Short exercise 1 >> In one to three sentences, explain what difference the essay on texting and modern dating draws between someone walking away and someone disappearing in slow motion.
Short exercise 2 >> Update the essay on texting and modern dating: give again the part starting with "How do you evict" and going on through "in your heart.", with "erosion" swapped for "decline".
Short exercise 3 >> Go on with the essay on texting and modern dating from its last sentence.

— BEGIN Passage —

All’s Fair in Love and Miscommunication

Tyvla Abidin Student Contributor, University of Massachusetts - Amherst
This article is written by a student writer from the Her Campus at U Mass Amherst chapter and does not reflect the views of Her Campus.

[Sent: 1:07 a.m.]

“Heyyy how’ve you been”

How do you evict someone from your heart? How do you get over a stranger? They say time heals all wounds, but I’m still reeling. Texts start to blur together. The routine of ‘What’s up?’ and ‘What’re you doing tonight?’ feels like a programmed response. It’s not a fight or a breakup. It’s a steady erosion. Words lose their weight, the connection fades without ever fully dissolving. You’re talking, but are you really saying anything? In the silence between messages, you wonder how you ended up here. You’re holding onto someone familiar and foreign, a stranger who’s made a home in your heart.

[Delivered]

Modern dating is a still battlefield. A cold war of unsent messages, mixed signals, and a cat-and-mouse game of who-can-care-less. We don’t break up, we fade out. We don’t communicate; we overthink. We say we want connection, but we fear vulnerability. We talk for hours, but we never say what we really mean. We orbit each other’s axis without ever landing. 

Growing up, I always thought love was about understanding. About knowing someone so well that their pauses, their quirks, their inflections, even their silences had meaning. About fireworks every time you see them. But you never take into consideration the fact that sometimes all that meaning can get lost in translation. Sometimes, it feels like you’re playing a game of chess while the other person is playing checkers

[Sent: 2:35 p.m.]

“Hey, wanna hang out?”

[Read: 5:36 p.m.]

“Maybe I’ll let you know.”

We keep telling ourselves it’s casual. That it doesn’t matter. That we don’t care. That we’re just “seeing where it goes.” But deep down, we want something more. We want everything that comes with it: the honesty, the vulnerability, the certainty. We convince ourselves that keeping things light is easier, but we’re only fooling ourselves. 

The silence between ‘maybe later’ and ‘I miss you’ says everything, even if we refuse to fess up. We tell ourselves we’re fine, but we wish for something real. Because when someone walks away, you can mourn it. When someone disappears in slow motion, you start questioning if they were ever really there. In the absence of clarity, we create our own narratives.

— END Passage —
— BEGIN Provided information —

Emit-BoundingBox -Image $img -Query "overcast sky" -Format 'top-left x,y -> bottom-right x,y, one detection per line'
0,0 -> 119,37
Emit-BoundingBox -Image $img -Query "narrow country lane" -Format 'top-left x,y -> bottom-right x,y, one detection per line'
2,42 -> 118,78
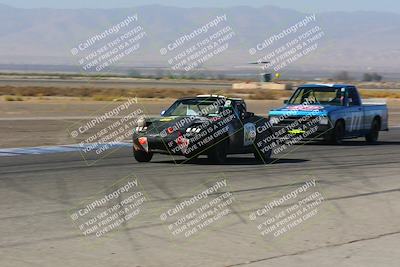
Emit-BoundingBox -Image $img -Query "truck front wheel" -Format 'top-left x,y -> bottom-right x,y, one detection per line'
325,121 -> 345,145
365,118 -> 380,144
133,150 -> 153,162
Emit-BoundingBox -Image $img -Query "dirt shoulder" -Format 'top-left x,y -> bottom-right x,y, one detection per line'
0,97 -> 400,148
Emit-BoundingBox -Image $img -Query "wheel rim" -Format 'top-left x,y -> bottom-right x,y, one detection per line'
335,123 -> 344,143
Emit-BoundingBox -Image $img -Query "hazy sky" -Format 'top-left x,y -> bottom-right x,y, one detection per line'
0,0 -> 400,13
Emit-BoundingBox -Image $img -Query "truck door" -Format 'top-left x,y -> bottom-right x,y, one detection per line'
345,87 -> 365,136
230,101 -> 255,152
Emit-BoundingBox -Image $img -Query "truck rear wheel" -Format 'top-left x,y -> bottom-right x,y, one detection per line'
133,150 -> 153,162
365,118 -> 380,144
324,121 -> 345,145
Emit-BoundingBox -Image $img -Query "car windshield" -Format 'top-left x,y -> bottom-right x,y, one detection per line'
289,87 -> 343,106
164,98 -> 225,116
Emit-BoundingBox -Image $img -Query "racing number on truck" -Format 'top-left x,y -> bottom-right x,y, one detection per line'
349,113 -> 363,132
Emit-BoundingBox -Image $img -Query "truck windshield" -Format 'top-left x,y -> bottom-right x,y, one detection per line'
289,87 -> 344,106
164,99 -> 221,116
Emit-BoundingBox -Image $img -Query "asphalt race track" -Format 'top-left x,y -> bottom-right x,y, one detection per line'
0,128 -> 400,267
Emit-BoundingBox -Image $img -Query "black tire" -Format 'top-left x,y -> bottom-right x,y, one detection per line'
133,150 -> 153,162
365,118 -> 381,144
254,132 -> 272,163
207,141 -> 227,164
325,121 -> 345,145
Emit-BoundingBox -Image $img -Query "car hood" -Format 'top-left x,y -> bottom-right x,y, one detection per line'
269,105 -> 341,116
146,116 -> 219,132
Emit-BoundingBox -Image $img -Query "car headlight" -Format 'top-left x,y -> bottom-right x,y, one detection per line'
319,117 -> 329,125
137,118 -> 146,127
269,117 -> 279,125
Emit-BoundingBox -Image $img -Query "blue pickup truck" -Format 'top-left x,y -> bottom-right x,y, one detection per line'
269,84 -> 388,144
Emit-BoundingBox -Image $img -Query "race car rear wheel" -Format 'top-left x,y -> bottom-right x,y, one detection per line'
365,118 -> 381,144
133,150 -> 153,162
254,132 -> 272,163
207,141 -> 227,164
325,120 -> 345,145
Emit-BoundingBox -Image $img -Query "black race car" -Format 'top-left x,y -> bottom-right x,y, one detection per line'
133,95 -> 271,163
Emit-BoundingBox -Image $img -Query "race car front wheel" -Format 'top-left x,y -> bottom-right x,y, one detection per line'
133,150 -> 153,162
207,142 -> 227,164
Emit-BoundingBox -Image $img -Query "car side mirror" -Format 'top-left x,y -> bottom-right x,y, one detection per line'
242,112 -> 254,120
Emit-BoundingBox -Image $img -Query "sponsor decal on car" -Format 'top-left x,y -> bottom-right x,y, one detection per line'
243,123 -> 257,146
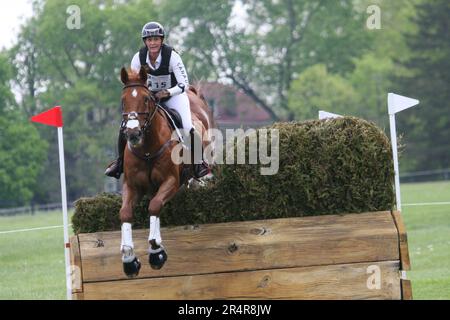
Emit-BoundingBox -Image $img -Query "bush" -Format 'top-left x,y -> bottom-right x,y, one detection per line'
72,117 -> 394,233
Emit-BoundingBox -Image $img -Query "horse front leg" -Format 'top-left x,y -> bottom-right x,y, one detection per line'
148,179 -> 178,270
120,183 -> 141,278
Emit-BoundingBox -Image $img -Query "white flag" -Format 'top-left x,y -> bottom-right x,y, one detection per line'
388,93 -> 419,114
319,110 -> 342,120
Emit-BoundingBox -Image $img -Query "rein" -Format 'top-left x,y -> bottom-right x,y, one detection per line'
122,83 -> 158,133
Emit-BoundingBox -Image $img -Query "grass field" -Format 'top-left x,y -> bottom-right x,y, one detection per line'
0,182 -> 450,299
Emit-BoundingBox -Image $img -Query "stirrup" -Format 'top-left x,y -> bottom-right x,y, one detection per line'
105,159 -> 122,179
194,161 -> 211,180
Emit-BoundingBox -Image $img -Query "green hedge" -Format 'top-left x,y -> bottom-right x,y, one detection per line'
72,117 -> 394,233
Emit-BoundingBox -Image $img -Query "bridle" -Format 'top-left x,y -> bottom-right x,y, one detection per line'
121,83 -> 158,133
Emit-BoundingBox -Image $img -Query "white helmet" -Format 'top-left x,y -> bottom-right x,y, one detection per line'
142,21 -> 166,40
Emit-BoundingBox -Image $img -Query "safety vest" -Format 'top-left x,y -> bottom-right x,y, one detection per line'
139,43 -> 178,92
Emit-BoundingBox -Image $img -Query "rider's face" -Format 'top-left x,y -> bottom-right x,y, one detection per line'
145,37 -> 162,54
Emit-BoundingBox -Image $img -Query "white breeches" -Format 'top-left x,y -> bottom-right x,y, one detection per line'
164,92 -> 192,132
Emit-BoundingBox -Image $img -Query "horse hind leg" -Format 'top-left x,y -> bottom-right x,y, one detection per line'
148,179 -> 178,270
120,222 -> 141,278
120,184 -> 141,278
148,215 -> 167,270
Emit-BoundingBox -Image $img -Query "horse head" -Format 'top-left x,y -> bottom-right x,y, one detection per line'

— END Provided information —

Exercise answer 1 >> When someone walks away, you can mourn it. When someone disappears in slow motion, you start questioning if they were ever really there.

Exercise answer 2 >>
How do you evict someone from your heart? How do you get over a stranger? They say time heals all wounds, but I’m still reeling. Texts start to blur together. The routine of ‘What’s up?’ and ‘What’re you doing tonight?’ feels like a programmed response. It’s not a fight or a breakup. It’s a steady decline. Words lose their weight, the connection fades without ever fully dissolving. You’re talking, but are you really saying anything? In the silence between messages, you wonder how you ended up here. You’re holding onto someone familiar and foreign, a stranger who’s made a home in your heart.

Exercise answer 3 >>
[Sent: 11:52 p.m.]

“Hey, I just wanted to say…”

The thing about miscommunication is that it doesn’t always look like a fight. Sometimes, it’s a slow unraveling. A series of almost’s, maybe’s, and what-if’s that never become anything more. It’s the way someone can look at you from across a crowded room but never say a word. An unspoken rulebook filled with: don’t text back too fast, don’t seem too available, keep your options open, don’t ask for too much. But in trying to play it cool, you freeze yourself out from the possibility of a real connection.

Modern dating thrives on unspoken subtleties. Half-typed messages deleted before ever being sent, the quiet hesitations that say more than words ever could. We talk about ghosting and breadcrumbing and situationships like they’re part of a silly game of push-and-pull, but no one ever tells you how easy it is to fall into miscommunication without ever meaning to. 

[Typing…]

Maybe this is what dating is now. A constant game of waiting and wishing and wondering. Staring at a screen trying to decode something that isn’t there. A series of small missteps that lead to you and another person standing at opposite ends of the same street, waiting for the other to cross first, to make a move. Maybe we’ve all convinced ourselves that feeling something is a weakness. That clarity is too much. Maybe we’re all scared to say what we really feel.

rory and jess from gilmore girls
Warner Bros. Television

[Sent: 3:00 a.m.]

“I miss you.”

I don’t think we’ll ever truly get an answer from modern love. I don’t have an answer yet. No one does. But if there’s anything I’ve learned, it’s that love isn’t about keeping score. It’s about putting down the phone, stepping out of the cycle, and finally saying what we truly mean. Silence is rarely closure. Sometimes, the hardest thing isn’t letting go, it’s knowing when to speak up.

There are things I should’ve said. “I’m sorry’s” that still linger. But in the end, love can’t be about being perfect or who’s winning. It’s about being real to ourselves and each other, even when it’s messy. Love is a two-way street. When we realize that we need to put less effort into crafting the perfect text, then we’ll be more willing to open up, vulnerabilities and all. 

[Not delivered]

They may say that love is a battlefield. But maybe now it’s more of a series of misunderstandings. Maybe, at the end of the day, all’s fair in love and miscommunication.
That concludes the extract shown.